### INPUT DATA
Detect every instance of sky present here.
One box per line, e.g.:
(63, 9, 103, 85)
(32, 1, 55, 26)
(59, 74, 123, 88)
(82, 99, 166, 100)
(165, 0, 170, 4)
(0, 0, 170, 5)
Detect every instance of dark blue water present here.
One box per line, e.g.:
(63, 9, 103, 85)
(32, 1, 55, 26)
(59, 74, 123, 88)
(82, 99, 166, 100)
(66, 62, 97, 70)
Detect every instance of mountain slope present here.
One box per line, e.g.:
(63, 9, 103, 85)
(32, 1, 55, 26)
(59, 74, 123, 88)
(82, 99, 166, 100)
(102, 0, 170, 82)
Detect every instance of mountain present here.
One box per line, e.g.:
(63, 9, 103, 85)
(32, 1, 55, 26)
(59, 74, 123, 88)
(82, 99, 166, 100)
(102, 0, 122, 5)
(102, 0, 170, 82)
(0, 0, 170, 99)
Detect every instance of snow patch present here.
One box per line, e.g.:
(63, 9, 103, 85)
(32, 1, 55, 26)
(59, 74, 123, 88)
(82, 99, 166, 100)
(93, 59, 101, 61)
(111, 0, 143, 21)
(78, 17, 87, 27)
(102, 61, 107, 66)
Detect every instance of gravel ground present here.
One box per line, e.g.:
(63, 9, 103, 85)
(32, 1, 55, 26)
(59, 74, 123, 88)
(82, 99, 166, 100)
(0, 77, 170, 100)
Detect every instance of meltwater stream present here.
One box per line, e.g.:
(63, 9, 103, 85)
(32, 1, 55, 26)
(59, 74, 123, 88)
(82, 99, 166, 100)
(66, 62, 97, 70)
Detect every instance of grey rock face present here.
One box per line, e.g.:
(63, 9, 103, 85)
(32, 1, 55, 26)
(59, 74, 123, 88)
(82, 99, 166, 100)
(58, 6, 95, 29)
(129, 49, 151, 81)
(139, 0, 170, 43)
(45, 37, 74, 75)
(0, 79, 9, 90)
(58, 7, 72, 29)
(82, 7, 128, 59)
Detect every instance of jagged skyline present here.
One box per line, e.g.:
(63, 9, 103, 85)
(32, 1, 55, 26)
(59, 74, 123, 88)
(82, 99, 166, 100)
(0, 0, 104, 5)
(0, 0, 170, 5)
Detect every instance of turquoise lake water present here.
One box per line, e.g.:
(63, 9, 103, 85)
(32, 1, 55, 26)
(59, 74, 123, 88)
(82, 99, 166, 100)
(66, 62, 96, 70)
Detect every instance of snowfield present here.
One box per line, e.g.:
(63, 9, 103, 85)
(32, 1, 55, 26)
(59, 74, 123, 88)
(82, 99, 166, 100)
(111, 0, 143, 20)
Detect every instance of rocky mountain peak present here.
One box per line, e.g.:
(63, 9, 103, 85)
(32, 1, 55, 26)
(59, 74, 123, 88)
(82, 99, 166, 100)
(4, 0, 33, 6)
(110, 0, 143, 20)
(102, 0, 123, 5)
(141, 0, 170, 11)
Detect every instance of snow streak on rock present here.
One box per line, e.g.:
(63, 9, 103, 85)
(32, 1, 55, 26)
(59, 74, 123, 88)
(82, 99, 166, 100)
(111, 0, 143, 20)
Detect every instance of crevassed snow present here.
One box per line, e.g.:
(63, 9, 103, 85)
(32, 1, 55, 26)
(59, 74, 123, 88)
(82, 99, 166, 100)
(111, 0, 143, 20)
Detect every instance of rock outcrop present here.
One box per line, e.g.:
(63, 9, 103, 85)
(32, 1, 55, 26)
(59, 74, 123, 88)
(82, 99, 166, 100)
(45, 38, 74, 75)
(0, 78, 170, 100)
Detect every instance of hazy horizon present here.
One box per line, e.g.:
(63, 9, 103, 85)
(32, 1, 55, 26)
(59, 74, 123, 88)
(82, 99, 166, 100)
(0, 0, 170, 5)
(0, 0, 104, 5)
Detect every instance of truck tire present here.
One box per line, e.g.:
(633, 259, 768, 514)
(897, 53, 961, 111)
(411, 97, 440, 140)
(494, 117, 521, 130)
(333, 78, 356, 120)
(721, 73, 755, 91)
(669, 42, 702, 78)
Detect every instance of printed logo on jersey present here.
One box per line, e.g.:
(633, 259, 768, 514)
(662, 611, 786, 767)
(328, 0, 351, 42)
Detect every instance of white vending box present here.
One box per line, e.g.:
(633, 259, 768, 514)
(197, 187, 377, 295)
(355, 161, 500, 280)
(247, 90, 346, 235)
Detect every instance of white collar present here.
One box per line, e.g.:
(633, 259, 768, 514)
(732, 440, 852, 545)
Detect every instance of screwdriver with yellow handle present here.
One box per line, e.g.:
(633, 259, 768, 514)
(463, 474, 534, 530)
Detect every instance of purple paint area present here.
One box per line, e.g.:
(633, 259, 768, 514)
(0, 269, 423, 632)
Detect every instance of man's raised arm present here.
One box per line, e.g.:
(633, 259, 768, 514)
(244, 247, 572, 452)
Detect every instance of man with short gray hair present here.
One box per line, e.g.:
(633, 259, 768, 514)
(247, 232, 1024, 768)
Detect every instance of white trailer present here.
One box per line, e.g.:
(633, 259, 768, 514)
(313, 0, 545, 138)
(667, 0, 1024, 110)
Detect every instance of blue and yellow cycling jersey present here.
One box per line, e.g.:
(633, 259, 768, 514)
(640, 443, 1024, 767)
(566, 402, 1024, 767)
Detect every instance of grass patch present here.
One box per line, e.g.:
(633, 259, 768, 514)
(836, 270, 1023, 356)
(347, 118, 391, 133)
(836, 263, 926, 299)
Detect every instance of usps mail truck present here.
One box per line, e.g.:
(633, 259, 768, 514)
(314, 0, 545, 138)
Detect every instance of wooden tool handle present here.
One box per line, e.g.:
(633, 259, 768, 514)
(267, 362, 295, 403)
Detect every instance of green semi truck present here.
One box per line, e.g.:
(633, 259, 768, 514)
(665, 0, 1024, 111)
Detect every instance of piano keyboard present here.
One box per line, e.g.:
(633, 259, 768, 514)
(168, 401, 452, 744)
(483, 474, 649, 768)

### WHAT NEEDS TO BE DONE
Copy out each line in the listing that has the word "mountain".

### RESPONSE
Detect every instance of mountain slope present here.
Detect every instance of mountain present here.
Detect every instance of rocky mountain peak present here.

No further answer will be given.